Items from a data source:

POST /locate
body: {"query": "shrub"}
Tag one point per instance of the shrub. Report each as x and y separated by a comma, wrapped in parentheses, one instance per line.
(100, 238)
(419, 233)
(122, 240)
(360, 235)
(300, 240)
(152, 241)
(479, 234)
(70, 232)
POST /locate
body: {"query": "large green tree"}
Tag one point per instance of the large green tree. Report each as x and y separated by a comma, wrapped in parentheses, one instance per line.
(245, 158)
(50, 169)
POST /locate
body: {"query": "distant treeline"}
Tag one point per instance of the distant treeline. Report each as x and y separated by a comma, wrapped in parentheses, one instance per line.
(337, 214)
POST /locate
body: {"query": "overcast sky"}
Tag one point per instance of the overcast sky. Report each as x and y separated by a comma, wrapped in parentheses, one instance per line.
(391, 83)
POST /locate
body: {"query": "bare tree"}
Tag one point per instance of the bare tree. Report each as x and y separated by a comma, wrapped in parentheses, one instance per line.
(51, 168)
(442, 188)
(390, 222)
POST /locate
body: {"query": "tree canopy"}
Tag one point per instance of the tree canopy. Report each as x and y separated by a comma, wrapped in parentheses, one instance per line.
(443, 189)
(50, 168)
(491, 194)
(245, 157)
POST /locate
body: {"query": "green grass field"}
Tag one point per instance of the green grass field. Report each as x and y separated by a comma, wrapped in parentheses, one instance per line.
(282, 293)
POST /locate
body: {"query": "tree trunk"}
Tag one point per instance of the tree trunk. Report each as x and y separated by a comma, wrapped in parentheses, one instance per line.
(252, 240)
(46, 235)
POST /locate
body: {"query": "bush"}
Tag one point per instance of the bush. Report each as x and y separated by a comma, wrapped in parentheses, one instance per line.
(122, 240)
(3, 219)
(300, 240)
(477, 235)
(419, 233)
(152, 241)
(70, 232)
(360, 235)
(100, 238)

Task description:
Find how many lines in the entries above have the string "query" and report only that number.

Response to this exercise:
9